● EXTRACTED TEXT
Thursday, October 11, 2007

Q & A with Joan Wolf (Women's Studies Program)

We asked Joan Wolf (Women's Studies Program), who is presenting on Wednesday, 17 October on "The Maternal-Industrial Complex: Risk, Breastfeeding, and Motherhood in America," a few questions about her work:

Please provide a few-sentence description of your presentation's argument.

Joan Wolf: I argue that neo-liberal risk culture combines with an ideology of total motherhood to make breastfeeding something of a moral imperative despite the fact that the medical evidence for breastfeeding's benefits is weak and inconsistent.

MGGCHR: How did you hit on the focus of your current research and what interests you about it?

Joan Wolf:
Initially, I was interested in why academic feminists had said so little about breastfeeding, a process that requires an enormous physical and emotional commitment from mothers. I decided to glance through the medical literature to get a better grasp of precisely what medical benefits were attributed to breastfeeding. Several months later, I began to understand that feminism's relationship with breastfeeding was but one dimension of a much broader and more perplexing question: why, when the scientific evidence is weak and inconsistent, is there virtual consensus on breastfeeding's superiority?

● DATA EXTRACTS
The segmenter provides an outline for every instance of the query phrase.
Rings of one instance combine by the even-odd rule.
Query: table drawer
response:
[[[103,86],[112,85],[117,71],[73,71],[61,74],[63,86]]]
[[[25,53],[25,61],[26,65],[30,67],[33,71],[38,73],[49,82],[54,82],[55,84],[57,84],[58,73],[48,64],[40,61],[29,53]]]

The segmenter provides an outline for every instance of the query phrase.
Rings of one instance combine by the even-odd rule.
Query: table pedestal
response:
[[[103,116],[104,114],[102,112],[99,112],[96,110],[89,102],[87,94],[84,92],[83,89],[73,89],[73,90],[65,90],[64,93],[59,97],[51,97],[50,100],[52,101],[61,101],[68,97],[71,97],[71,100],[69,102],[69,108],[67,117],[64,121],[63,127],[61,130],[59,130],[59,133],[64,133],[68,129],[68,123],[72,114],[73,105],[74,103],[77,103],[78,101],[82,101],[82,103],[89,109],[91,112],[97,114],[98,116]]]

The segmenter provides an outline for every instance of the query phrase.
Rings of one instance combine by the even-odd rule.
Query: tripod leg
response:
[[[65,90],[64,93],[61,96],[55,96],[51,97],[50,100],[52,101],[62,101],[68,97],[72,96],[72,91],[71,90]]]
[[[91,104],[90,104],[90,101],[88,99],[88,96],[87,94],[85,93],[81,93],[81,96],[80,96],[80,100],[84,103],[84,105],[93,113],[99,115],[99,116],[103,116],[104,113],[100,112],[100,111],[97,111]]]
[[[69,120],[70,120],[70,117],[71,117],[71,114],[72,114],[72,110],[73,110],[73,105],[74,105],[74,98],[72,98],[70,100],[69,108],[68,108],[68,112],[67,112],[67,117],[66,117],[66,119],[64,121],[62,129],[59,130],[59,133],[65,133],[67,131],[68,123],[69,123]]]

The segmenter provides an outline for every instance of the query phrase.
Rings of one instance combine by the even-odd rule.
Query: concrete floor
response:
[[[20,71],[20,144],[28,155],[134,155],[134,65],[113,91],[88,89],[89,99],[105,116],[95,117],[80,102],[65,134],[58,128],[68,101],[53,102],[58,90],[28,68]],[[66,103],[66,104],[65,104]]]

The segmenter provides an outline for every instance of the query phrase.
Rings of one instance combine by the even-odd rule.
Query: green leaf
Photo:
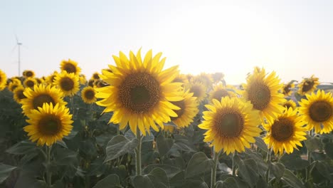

● YOUR TASK
List each item given after the colon in the title of Joan Wolf's presentation in the Q&A. Rely only on the Q&A text and nothing outside it.

● ANSWER SECTION
Risk
Breastfeeding
Motherhood in America